■ Work instructions ■
Each record has to be returned exactly as it appears.
##### Source data #####
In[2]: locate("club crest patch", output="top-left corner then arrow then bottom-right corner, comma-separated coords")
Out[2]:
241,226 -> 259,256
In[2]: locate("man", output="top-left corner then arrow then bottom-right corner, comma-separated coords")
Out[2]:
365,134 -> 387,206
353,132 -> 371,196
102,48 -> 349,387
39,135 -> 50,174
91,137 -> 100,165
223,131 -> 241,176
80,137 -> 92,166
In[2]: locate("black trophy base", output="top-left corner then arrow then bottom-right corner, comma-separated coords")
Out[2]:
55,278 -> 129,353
#####
■ Task response ■
In[2]: locate("club crest patch", output="top-left corner then arrow then bottom-right corner, comma-separated coords")
Out[2]:
241,226 -> 259,256
In[2]: locate("man", output="top-left corner then arrow then bottom-right corner, comma-separated coords")
Out[2]:
365,134 -> 387,206
353,132 -> 371,196
102,48 -> 349,387
39,135 -> 50,174
91,137 -> 100,165
223,131 -> 241,176
80,137 -> 92,166
In[2]: locate("black trophy base", output="top-left corner then arrow then bottom-right corner, comma-separated coords")
Out[2]:
55,278 -> 129,353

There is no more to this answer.